__RECORDS__
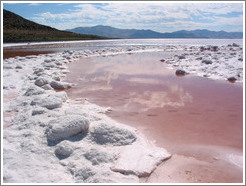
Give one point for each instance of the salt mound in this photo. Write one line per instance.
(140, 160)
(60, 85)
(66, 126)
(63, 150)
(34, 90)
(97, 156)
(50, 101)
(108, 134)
* * *
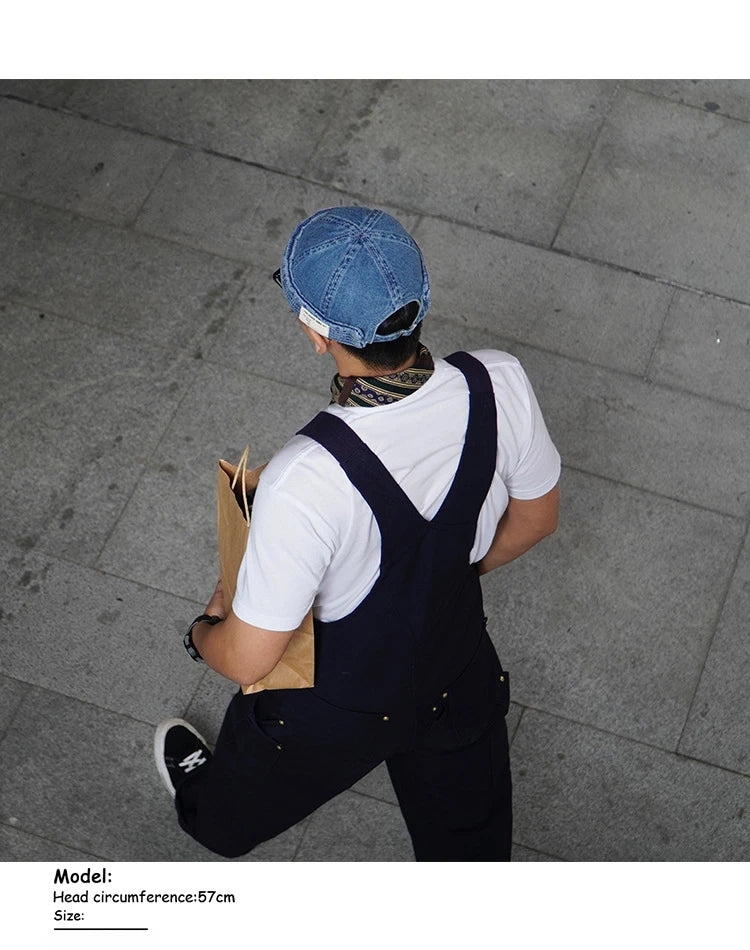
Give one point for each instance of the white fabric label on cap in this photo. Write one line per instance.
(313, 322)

__PROBLEM REQUIREMENTS__
How many lines of the material above contain the string "this", matching case exactly? Give only the number.

__RESPONSE__
2